YOUR GOAL:
Pull out every line from the data records below that contains the string "feather", and copy each one unchanged.

(Data records)
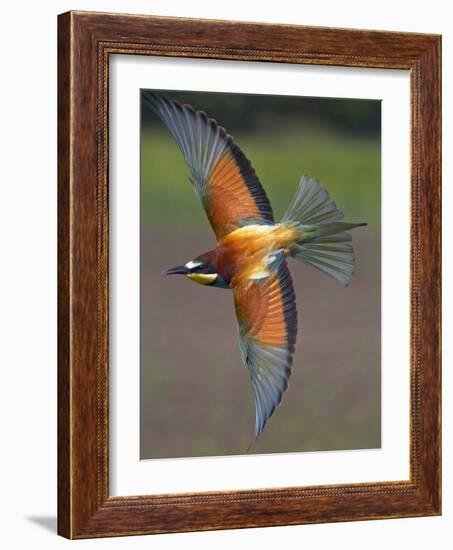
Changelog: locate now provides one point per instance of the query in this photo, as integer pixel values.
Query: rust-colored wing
(267, 316)
(222, 176)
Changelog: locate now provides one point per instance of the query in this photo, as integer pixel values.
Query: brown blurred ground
(196, 395)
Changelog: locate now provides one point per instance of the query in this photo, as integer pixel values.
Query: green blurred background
(196, 398)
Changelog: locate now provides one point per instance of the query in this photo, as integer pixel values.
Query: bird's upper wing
(223, 177)
(267, 316)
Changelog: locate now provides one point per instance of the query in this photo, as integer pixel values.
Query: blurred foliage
(284, 138)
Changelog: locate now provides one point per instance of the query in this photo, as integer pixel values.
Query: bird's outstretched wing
(267, 316)
(223, 177)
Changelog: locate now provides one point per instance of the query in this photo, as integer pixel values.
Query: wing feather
(223, 177)
(267, 317)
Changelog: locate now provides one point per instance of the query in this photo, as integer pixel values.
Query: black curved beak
(178, 270)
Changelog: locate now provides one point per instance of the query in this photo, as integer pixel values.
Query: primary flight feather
(250, 256)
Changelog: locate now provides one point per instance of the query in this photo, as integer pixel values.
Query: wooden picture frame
(85, 41)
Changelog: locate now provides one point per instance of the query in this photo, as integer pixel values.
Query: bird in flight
(251, 254)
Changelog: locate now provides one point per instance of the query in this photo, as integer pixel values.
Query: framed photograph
(249, 275)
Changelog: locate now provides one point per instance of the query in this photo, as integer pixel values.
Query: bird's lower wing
(267, 316)
(223, 177)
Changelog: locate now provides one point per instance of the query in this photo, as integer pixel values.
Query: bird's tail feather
(324, 242)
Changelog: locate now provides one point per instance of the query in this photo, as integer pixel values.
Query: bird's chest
(237, 253)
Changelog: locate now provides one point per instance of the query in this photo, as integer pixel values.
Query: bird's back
(245, 253)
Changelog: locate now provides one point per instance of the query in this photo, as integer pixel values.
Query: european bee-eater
(251, 252)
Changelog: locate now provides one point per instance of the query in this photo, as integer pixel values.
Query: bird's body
(251, 252)
(244, 253)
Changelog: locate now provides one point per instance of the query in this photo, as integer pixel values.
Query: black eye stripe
(203, 268)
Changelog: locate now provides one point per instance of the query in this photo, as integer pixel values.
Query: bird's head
(199, 270)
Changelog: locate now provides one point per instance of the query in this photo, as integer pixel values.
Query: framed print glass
(298, 379)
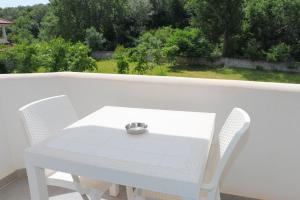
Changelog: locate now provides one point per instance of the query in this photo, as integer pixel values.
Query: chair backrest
(233, 129)
(45, 117)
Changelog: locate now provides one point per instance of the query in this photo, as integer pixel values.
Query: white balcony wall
(265, 165)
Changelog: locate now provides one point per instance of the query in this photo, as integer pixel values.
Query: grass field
(110, 66)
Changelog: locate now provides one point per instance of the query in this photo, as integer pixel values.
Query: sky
(15, 3)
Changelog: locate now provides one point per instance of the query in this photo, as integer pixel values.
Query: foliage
(55, 55)
(253, 50)
(278, 53)
(94, 39)
(189, 42)
(120, 55)
(271, 22)
(218, 19)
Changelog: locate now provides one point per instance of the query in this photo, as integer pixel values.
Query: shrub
(189, 42)
(167, 43)
(122, 60)
(279, 53)
(253, 50)
(55, 55)
(94, 39)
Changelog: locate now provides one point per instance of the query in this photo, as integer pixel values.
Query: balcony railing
(266, 164)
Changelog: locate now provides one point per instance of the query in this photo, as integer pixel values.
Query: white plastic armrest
(207, 187)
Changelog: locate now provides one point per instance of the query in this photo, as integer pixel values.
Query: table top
(175, 148)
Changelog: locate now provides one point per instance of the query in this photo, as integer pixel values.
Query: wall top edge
(159, 80)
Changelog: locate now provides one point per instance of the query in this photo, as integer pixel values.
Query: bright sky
(15, 3)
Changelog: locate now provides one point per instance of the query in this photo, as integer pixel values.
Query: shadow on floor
(19, 190)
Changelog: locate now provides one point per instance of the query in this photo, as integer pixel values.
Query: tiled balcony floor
(19, 190)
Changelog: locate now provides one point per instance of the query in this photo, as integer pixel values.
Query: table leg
(37, 182)
(188, 198)
(114, 190)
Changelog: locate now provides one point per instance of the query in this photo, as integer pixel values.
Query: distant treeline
(255, 29)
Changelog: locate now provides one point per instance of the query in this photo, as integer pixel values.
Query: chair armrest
(207, 187)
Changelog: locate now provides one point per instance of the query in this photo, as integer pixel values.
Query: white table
(170, 158)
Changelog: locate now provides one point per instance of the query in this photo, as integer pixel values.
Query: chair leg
(212, 195)
(85, 197)
(129, 191)
(218, 194)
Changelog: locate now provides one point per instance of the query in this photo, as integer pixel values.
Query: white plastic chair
(46, 117)
(234, 128)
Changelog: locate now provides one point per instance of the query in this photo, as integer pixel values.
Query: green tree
(271, 22)
(219, 19)
(94, 39)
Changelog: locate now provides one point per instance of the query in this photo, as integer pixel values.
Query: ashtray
(136, 128)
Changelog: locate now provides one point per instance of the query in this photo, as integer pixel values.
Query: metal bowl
(136, 128)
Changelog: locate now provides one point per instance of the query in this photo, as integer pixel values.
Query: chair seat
(150, 195)
(65, 180)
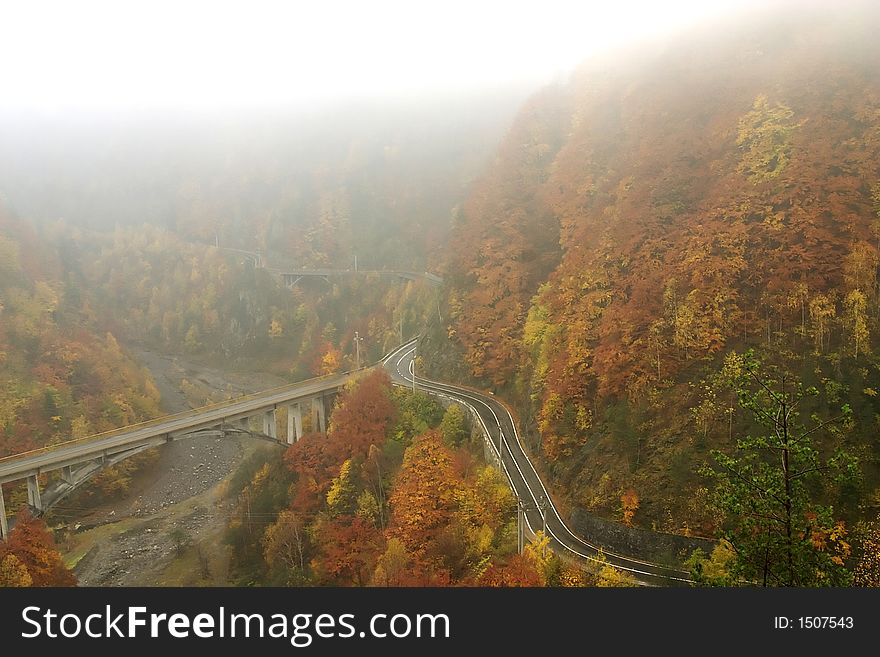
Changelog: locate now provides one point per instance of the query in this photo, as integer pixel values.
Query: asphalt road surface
(531, 492)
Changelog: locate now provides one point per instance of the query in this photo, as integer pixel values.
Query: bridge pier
(294, 423)
(34, 493)
(269, 424)
(4, 524)
(319, 418)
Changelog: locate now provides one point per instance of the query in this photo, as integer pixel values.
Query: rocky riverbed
(166, 529)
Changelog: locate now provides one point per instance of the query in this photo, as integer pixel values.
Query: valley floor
(131, 541)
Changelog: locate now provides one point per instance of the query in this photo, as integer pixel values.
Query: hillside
(665, 207)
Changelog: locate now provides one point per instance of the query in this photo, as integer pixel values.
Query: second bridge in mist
(75, 461)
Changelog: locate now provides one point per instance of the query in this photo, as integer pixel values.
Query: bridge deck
(19, 466)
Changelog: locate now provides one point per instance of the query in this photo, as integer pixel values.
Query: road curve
(531, 492)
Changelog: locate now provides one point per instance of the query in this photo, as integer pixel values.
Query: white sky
(98, 54)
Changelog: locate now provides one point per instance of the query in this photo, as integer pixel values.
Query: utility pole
(357, 348)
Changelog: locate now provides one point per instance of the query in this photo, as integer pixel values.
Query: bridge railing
(182, 415)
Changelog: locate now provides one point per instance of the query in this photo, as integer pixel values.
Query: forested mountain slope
(664, 207)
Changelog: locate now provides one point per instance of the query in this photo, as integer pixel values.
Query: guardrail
(182, 415)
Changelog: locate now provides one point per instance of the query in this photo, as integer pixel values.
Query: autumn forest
(665, 265)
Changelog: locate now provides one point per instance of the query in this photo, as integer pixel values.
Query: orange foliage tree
(31, 544)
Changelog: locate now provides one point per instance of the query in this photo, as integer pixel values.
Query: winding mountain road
(535, 500)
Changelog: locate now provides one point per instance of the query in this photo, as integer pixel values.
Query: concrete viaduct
(75, 461)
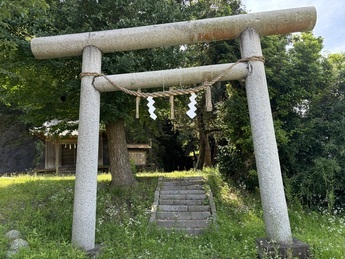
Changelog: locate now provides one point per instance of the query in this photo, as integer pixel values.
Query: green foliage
(41, 209)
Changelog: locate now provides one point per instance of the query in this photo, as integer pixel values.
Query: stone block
(270, 249)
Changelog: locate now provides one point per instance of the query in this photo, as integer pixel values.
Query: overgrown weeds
(41, 208)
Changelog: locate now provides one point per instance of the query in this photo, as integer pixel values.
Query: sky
(330, 24)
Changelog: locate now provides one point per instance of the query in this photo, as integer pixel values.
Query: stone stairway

THE COMPLETED TASK:
Query: wing feather
Query: primary flight feather
Query: bird's tail feather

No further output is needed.